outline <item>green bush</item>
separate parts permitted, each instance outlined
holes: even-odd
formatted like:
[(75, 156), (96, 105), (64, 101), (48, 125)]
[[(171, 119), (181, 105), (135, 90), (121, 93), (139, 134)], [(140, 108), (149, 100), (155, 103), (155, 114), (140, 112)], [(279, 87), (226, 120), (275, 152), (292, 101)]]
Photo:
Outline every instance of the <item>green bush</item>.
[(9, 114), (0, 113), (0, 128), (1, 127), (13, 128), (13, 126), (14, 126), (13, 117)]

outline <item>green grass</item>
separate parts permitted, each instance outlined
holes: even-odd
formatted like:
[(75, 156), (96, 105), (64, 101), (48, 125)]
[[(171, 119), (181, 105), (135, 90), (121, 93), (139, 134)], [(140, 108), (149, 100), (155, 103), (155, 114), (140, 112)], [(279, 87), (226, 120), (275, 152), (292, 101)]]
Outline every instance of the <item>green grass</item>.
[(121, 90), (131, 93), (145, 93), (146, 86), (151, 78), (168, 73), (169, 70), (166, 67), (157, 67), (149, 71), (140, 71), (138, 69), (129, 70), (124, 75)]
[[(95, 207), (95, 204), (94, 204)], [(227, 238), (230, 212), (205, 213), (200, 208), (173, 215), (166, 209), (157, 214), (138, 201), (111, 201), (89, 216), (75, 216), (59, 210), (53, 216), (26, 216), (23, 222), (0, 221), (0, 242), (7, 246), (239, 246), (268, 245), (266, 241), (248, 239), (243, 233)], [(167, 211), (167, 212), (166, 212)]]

---

### Problem to work on
Transcribe every line of the records above, character for character, with nothing changed.

### The reply
outline <item>green bush</item>
separate parts permitted, each instance outlined
holes: even-odd
formatted like:
[(75, 156), (96, 105), (64, 101), (48, 125)]
[[(171, 119), (181, 105), (135, 90), (121, 93), (139, 134)], [(140, 108), (149, 100), (155, 103), (155, 114), (140, 112)], [(279, 87), (226, 120), (275, 152), (292, 101)]]
Photo:
Outline every instance of the <item>green bush</item>.
[(9, 114), (0, 113), (0, 128), (1, 127), (13, 128), (13, 126), (14, 126), (13, 117)]

outline <item>green grass</item>
separate parts permitted, each instance outlined
holes: even-odd
formatted like:
[(75, 156), (96, 105), (64, 101), (48, 125)]
[[(171, 119), (181, 105), (135, 90), (121, 93), (139, 134)], [(140, 108), (149, 100), (155, 103), (155, 114), (140, 112)], [(279, 87), (226, 120), (275, 152), (292, 101)]]
Outline every instance of the <item>green grass</item>.
[(121, 90), (131, 93), (145, 93), (146, 86), (151, 78), (168, 73), (169, 70), (166, 67), (157, 67), (149, 71), (140, 71), (138, 69), (129, 70), (124, 75)]
[[(95, 207), (95, 204), (94, 204)], [(227, 238), (230, 212), (205, 213), (200, 208), (173, 215), (166, 209), (157, 214), (138, 201), (111, 201), (89, 216), (75, 216), (59, 210), (53, 216), (26, 216), (23, 222), (0, 221), (0, 242), (7, 246), (239, 246), (268, 245), (266, 241), (248, 239), (243, 233)], [(167, 211), (167, 212), (166, 212)]]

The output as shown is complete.